Given text:
Hello firedrake,
I'm having problems running a firedrake test script across multiple nodes. Petsc crashes with seg faults when using more than one node but the script runs fine when restricted to a single node.
The cluster has 4 nodes where each node has 16 cores/64GB mem with Ubuntu  16.04.2 LTS and IB interconnects. We use SLURM but the errors occur using straight mpirun and a hostfile. I've run openmpi and openib tests and they indicate no problems with either subsystem. Firedrake installs cleanly.
pturner@ubuntu-0-0:~/mpitest$ which python
/home/pturner/firedrake/bin/python
>>> print firedrake.__version__
0.13.0+1303.g9070020
Test simple firedrake script using mpirun
pturner@ubuntu-0-0:~/mpitest$ cat firedrake_proj.py
from firedrake import *
mesh = UnitSquareMesh(10, 10)
p1 = FunctionSpace(mesh, 'CG', 1)
f = Function(p1, name='function')
x, y = SpatialCoordinate(mesh)
expr = sin(2*pi*x)*(1 + y)
f.project(expr)
n = norm(f)
if mesh.comm.rank == 0:
   print('Norm {:}'.format(n))
   print('SUCCESS')

What is required: Can you rewrite the forum post starting with "p1 = FunctionSpace(mesh, 'CG', 1)" and going on through "print('SUCCESS')", putting "V" in place of "p1"?

Material shown:
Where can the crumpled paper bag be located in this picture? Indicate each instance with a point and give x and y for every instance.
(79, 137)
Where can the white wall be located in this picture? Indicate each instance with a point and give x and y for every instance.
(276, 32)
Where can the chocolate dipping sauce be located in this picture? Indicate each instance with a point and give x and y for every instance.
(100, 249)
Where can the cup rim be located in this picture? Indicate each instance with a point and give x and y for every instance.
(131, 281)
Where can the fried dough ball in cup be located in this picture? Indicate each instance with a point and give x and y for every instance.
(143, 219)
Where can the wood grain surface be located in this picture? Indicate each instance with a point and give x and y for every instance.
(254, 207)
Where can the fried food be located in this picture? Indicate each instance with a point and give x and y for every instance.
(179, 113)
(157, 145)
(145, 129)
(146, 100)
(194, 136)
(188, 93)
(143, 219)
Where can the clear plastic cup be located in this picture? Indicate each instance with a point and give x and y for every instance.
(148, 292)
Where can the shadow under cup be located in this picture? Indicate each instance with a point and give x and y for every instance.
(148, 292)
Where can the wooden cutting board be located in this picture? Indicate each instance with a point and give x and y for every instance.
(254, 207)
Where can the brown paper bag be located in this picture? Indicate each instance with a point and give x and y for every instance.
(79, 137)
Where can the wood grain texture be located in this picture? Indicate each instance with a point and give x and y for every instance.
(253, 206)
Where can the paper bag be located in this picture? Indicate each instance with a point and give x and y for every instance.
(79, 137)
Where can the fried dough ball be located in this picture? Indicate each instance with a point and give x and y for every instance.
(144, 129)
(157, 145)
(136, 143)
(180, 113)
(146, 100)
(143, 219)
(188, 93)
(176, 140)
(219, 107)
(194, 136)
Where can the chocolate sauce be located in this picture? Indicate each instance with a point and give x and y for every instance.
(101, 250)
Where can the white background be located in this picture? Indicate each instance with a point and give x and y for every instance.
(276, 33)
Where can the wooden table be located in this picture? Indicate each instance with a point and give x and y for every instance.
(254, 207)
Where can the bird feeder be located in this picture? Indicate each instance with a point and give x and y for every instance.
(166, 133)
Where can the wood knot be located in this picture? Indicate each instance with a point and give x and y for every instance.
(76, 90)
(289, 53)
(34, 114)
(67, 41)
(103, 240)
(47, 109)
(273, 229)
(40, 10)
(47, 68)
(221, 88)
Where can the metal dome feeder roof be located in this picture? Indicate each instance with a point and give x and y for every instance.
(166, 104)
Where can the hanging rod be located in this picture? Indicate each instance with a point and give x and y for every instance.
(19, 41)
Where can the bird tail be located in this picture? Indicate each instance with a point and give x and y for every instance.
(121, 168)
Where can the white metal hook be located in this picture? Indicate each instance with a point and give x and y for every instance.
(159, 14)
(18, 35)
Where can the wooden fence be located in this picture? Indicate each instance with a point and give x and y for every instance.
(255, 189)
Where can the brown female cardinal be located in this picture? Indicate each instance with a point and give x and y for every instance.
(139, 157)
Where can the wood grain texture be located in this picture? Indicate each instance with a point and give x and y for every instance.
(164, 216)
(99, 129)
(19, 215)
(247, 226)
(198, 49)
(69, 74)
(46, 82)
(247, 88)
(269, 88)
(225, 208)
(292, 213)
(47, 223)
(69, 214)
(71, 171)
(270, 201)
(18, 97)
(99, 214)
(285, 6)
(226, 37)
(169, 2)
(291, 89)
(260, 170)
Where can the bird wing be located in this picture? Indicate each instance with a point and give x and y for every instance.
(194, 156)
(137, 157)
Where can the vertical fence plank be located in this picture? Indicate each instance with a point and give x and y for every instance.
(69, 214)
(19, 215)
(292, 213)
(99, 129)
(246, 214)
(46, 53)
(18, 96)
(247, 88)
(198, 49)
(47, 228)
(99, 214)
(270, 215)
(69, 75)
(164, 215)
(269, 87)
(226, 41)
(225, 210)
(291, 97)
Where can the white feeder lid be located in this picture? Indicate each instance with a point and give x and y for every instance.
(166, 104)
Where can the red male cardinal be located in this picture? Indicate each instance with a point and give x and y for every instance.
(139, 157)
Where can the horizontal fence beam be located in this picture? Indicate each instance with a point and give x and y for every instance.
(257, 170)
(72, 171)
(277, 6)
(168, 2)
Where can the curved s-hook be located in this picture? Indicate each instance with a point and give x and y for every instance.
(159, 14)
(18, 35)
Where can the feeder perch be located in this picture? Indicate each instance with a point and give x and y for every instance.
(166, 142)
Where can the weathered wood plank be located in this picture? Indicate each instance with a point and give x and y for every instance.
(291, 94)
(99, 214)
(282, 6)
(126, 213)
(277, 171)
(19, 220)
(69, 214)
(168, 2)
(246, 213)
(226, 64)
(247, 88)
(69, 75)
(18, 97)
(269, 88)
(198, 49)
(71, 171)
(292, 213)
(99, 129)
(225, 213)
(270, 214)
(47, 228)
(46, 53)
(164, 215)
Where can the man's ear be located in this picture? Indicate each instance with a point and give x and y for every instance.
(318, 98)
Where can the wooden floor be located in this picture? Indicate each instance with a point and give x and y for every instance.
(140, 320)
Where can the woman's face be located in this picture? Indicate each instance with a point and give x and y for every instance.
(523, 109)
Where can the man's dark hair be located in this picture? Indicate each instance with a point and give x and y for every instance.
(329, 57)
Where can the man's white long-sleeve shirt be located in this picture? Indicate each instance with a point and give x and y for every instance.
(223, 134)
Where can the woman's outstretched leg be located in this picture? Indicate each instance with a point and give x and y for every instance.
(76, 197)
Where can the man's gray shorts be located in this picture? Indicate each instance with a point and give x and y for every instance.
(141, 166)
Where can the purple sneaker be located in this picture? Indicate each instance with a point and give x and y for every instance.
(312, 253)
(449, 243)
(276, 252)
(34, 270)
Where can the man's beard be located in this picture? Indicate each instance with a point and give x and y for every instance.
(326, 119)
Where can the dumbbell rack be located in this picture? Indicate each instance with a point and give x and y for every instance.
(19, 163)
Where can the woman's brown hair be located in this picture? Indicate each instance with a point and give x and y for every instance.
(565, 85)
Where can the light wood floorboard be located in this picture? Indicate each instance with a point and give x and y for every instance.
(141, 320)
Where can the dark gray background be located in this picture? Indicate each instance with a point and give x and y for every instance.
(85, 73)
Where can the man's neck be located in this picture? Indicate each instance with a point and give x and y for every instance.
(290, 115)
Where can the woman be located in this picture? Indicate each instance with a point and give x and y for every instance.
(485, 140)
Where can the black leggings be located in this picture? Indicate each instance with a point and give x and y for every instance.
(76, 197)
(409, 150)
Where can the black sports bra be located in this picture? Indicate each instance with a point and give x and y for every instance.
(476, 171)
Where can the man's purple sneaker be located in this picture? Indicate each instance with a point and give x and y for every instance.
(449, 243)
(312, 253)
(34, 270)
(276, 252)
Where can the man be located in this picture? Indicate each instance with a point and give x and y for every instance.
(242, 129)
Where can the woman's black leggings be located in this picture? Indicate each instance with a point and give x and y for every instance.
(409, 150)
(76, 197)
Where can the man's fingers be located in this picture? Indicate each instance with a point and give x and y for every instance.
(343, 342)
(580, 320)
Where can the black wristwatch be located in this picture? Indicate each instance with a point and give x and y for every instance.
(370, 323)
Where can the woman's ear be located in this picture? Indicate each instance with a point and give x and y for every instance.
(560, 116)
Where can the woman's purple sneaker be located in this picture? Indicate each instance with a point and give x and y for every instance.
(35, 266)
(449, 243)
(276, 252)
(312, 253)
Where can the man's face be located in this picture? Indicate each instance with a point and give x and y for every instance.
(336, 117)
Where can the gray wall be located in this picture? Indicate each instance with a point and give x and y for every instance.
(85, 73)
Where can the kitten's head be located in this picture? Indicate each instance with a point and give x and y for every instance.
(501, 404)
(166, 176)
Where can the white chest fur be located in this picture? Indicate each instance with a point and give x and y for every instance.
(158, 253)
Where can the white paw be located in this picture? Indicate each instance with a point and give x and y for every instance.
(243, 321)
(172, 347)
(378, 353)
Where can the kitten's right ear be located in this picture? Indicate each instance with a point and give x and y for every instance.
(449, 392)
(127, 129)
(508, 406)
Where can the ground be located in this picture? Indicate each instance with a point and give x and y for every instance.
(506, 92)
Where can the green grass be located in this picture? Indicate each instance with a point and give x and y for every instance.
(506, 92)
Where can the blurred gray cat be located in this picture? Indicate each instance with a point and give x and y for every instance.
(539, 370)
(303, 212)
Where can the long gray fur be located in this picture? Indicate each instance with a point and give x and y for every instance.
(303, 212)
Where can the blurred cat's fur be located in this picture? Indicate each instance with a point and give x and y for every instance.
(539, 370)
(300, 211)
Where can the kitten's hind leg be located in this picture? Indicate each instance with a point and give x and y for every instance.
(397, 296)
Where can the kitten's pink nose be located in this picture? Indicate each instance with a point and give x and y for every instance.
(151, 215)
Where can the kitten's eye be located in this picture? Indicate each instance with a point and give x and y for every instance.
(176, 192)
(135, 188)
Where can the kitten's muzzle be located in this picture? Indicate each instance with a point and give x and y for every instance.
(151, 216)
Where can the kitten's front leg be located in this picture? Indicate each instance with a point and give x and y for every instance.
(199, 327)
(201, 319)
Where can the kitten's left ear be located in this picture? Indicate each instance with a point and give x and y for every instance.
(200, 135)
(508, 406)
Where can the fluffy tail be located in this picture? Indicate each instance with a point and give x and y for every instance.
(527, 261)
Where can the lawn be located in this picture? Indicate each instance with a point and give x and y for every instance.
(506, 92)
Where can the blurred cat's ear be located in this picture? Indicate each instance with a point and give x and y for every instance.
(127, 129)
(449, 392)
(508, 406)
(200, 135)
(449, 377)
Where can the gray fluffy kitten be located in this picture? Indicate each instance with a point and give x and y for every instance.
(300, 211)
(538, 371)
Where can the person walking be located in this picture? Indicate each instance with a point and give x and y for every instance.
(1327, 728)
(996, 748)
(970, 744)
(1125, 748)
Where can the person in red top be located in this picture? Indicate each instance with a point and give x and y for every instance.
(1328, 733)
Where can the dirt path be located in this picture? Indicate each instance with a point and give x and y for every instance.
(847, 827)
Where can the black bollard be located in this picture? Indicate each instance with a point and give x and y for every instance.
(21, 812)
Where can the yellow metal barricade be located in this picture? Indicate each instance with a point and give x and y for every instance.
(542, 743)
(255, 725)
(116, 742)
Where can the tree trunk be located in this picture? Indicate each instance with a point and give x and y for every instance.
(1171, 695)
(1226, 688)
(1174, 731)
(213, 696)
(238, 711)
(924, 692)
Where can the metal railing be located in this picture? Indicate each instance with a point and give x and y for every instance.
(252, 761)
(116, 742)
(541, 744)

Output of the task:
V = FunctionSpace(mesh, 'CG', 1)
f = Function(V, name='function')
x, y = SpatialCoordinate(mesh)
expr = sin(2*pi*x)*(1 + y)
f.project(expr)
n = norm(f)
if mesh.comm.rank == 0:
   print('Norm {:}'.format(n))
   print('SUCCESS')